# [Excerpt]
I aim to keep up this type of success through my negotiations with developers of the Greenwich Peninsula.
Mike Tuffrey: Thank you and we await Friday. Can I ask you just to clear up one confusion for us then today? In November 2000 the Housing Commission, whose conclusions you endorsed, said that we needed 43,000 new housing units a year in London, of which 28,000 should be affordable. By last time we met, 22 May, your press releases were saying you had a target of 19,000 - I don't know where that number came from - and last week your housing advisor of the House of Commons issued a press release talking about 11,200 new affordable homes a year. Just what is your annual target for affordable housing in London?
Ken Livingstone: Well, the initial figures that talked of 43,000 I think were based on assessments of London's population over the next 15 years, which turned out to be miscalculating household formation. Basically what's happened is as the density increases and the price increases, people are accommodating themselves in smaller amounts of space than was the case before. This is bringing down the sort of figures that we started talking about. So, it is the later figures, not the first ones. The first ones were done before we actually got on top of the changes. When we first drew up those figures we had no idea of the scale of increasing population that was coming. This is leading to people accepting that they're going to have to live in smaller accommodation than would have been the case.
Mike Tuffrey: So, what is your annual affordable housing target for London?
Ken Livingstone: The annual target for housing, we inherited 19,000 homes being built a year. This we would like to see raised to 23,000, of which 50% should be affordable. After the 23,000 -
Mike Tuffrey: So, you're now saying that you're moving from 28,000 units to fewer than 20,000?
Ken Livingstone: Well, I would like to see us replicate what's happening in Moscow, where the Mayor builds 100,000 homes a year, sells 70,000 and gives the other 30,000 away to key workers. If the government gives me more money, we'll do it.
Mike Tuffrey
What is your response to the news that rocketing house prices may result in the introduction of 50 year mortgages?
Offering a 50-year mortgage might appear superficially attractive - enabling people to spread their repayments over a longer period, giving less impact on their annual housing costs for the same amount of loan than in (say) a 25-year mortgage.
In practice, I am doubtful that this is such a good idea. For example: How many people will be able to service a loan for that length of time, bearing in mind likely length of working lives? Even with property turnover, this will still be an issue. Will such a scheme tend to favour one group over another? Will people in say their 30s be penalised by not having access to such mortgages? - My main concern is that the likely impact is that people will say 'Now that I am paying less per year, I can afford to take out a bigger mortgage…'.
So we may well end up with people simply outbidding each other, and driving London's ruinous house prices even higher, with a debt burden that will last for decades.
But we must look at all the options, and I have instructed officers to discuss this option with (for example) the Council of Mortgage Lenders. But I fear that the drawbacks may well outweigh the apparent benefits.
The best answer is to increase supply, not fuel demand. That is why I am seeking to maximise the range of choices available for new affordable homes for rent and for sale. The London Assembly has recognised the considerable success I have had in doing this already. Taking another [i.e. see Question 333] positive quote from the Assembly’s report on my planning decisions, it says: “To the extent that he seeks amendments on 75% of applications that reach his meetings, yet ultimately finds he has to direct refusal on only a small minority, he would appear to be a successful negotiator. And his claims of increases in affordable housing are undoubtedly impressive.” Many thanks for that
Mike Tuffrey:
Your London Plan sets a target of building 23,000 homes per year across London, 10,000 of which should be affordable. However, the Plan also acknowledges that London will need 31,900 new homes a year, of which 25,700 should be affordable. How do you intend to plug this gap given that your planning powers alone will not be enough?

# [The tasks]
**1)** Answer these from the housing transcript:
(a) In November 2000, how many new housing units a year did the Housing Commission say London needed?
(b) How many homes a year does the Mayor of Moscow build?
(c) Which body have officers been instructed to discuss the 50-year mortgage option with?
**2)** Please carry on the housing transcript from its last line.
You won't need the material for any of this.

# [Dataset entries]

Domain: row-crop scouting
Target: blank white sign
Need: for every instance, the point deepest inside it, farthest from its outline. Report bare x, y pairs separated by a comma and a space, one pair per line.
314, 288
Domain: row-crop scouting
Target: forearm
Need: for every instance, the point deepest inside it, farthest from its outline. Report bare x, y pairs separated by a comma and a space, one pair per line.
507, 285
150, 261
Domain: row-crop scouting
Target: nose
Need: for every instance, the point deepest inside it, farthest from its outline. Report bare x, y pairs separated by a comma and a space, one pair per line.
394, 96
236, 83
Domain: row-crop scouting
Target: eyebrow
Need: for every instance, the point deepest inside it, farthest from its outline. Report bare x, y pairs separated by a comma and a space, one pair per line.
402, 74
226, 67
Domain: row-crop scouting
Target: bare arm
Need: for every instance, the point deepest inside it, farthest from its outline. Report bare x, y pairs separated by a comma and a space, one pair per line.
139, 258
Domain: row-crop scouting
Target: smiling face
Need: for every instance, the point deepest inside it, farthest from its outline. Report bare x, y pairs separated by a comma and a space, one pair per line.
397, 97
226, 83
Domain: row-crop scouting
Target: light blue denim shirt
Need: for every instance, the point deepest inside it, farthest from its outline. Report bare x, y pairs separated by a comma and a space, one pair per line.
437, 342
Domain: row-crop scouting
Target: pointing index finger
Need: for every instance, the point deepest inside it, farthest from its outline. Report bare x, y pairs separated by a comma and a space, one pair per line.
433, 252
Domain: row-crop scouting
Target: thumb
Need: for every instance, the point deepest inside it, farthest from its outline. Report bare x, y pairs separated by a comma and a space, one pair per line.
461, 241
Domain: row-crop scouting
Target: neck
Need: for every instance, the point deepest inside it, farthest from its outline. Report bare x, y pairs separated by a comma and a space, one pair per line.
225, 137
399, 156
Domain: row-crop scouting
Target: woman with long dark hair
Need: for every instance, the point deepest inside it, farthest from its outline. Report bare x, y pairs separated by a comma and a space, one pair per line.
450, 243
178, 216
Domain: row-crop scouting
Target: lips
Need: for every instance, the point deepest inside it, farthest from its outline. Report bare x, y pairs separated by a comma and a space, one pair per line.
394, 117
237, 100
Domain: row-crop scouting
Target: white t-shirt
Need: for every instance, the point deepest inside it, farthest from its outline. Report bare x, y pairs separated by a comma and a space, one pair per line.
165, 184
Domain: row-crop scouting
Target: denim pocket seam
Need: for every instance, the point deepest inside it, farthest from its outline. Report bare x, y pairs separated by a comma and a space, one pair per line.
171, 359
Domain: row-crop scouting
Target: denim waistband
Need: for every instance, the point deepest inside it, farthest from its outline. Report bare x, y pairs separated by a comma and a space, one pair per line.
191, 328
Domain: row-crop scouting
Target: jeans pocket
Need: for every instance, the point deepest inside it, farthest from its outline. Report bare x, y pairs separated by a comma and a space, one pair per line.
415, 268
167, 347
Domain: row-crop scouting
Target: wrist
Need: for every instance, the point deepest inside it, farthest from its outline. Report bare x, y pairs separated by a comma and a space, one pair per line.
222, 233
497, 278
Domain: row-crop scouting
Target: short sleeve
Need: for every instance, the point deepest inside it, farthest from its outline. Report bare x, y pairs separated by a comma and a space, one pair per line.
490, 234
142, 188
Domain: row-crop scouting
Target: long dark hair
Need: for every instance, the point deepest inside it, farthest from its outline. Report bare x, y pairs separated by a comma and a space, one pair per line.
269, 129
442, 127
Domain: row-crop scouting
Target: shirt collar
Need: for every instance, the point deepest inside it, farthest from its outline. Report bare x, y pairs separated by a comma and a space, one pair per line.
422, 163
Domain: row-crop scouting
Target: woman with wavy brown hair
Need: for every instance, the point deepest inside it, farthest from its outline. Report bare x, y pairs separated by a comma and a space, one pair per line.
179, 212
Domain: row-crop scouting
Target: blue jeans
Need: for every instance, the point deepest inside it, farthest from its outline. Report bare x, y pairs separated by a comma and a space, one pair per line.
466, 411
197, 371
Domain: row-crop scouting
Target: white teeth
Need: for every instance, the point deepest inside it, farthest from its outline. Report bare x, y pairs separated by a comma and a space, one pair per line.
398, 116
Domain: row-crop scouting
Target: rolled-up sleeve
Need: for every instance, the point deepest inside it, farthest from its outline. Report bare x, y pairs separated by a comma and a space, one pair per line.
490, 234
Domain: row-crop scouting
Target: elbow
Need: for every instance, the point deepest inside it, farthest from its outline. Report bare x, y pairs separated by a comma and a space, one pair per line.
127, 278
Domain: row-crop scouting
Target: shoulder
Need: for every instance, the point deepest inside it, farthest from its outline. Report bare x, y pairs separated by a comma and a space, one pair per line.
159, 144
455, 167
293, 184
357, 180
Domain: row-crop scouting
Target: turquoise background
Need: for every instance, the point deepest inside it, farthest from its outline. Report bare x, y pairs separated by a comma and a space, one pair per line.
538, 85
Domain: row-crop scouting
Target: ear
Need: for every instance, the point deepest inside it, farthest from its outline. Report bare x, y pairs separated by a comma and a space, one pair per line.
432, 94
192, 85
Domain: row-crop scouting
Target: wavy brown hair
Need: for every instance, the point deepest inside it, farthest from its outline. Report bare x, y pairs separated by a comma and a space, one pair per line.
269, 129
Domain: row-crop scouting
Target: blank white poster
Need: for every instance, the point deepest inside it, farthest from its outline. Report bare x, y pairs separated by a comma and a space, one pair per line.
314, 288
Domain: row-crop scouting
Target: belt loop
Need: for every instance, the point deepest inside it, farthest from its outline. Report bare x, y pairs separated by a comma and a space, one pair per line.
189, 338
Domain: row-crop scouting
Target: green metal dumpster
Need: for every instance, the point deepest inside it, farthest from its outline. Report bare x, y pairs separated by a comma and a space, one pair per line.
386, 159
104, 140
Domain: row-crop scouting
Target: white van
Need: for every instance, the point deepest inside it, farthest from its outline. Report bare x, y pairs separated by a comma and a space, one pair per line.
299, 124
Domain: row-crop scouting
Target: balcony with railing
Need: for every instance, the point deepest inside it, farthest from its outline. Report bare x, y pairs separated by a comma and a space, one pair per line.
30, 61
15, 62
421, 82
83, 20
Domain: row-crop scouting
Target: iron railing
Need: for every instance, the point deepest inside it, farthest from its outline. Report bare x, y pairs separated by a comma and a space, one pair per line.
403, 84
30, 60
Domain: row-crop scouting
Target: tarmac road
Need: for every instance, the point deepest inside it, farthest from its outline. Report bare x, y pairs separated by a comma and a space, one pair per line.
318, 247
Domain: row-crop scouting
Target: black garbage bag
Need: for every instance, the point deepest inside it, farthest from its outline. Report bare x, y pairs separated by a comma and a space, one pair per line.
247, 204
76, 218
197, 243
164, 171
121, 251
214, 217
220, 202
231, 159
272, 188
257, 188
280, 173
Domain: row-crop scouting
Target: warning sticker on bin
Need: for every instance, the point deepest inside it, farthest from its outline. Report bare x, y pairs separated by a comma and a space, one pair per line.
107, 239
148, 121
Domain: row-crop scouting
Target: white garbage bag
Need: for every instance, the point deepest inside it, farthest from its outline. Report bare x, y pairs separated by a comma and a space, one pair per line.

# [The replies]
**1)**
(a) 43,000
(b) 100,000
(c) The Council of Mortgage Lenders

**2)**
The Mayor: My draft London Plan sets a minimum target of 23,000 new homes a year - that has been agreed in the capacity study carried out by the boroughs - and the target of at least 50% of all new developments to be affordable which would, if achieved, produce at least 10,000 affordable homes a year, a very significant increase on current levels.
The draft Plan also makes a commitment to a new housing capacity study with the aim of setting a firm, higher target in agreement with the boroughs. In his introduction to the Housing Commission Report, Chris Holmes, who I appointed to be the Chair, said:
“We do believe significantly more affordable housing can be achieved in London by more consistent, robust and imaginative use of planning policies but even on the most optimistic assumption the provision will fall short of what is needed. It is essential, therefore, that we look at every other possible opportunity. We are proposing what we call a portfolio approach, including a substantial programme of buying vacant dwellings, making better use of existing homes and reducing the loss of rented homes as well as realising the potential of the privately-rented sector”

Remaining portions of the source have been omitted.